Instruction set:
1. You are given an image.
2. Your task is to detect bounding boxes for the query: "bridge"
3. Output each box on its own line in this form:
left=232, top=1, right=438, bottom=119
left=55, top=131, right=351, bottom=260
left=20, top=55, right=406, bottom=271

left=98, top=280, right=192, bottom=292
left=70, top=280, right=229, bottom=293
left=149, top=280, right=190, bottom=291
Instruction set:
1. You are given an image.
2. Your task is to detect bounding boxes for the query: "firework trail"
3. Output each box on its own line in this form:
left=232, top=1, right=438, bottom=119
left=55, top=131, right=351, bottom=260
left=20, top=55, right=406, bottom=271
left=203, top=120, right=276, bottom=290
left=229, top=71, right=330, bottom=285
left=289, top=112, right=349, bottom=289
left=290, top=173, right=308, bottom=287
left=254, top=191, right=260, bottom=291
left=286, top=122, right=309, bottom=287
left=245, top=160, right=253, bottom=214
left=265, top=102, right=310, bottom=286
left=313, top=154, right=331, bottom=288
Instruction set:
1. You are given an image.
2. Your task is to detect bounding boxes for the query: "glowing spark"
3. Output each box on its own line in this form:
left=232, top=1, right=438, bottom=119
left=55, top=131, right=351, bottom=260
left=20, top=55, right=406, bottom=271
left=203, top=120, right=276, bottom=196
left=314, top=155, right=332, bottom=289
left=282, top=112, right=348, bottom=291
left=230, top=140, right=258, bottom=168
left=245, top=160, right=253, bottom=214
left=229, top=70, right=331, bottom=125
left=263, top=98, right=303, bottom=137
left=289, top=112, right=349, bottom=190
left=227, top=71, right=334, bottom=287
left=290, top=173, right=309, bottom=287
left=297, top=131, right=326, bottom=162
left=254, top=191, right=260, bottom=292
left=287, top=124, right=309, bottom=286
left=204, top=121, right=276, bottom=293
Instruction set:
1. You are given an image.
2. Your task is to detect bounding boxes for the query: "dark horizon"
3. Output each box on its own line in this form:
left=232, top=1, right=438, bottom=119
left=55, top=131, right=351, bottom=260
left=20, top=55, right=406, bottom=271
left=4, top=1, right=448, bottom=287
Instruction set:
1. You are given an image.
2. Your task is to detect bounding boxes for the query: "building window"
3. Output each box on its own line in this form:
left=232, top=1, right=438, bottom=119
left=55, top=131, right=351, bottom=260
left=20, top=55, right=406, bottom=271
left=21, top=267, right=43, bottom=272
══════
### ACTION ITEM
Your task is to gather all lines from the entries above that hold the word "query".

### SOLUTION BELOW
2. Your task is to detect bounding boxes for the query: "bridge"
2. Your task is to detect bounding boxes for the query: "firework trail"
2. Your task is to detect bounding boxes for the query: "glowing spark"
2. Your task is to detect bounding boxes for the query: "dark horizon"
2. Your task is to detect bounding boxes for the query: "building window"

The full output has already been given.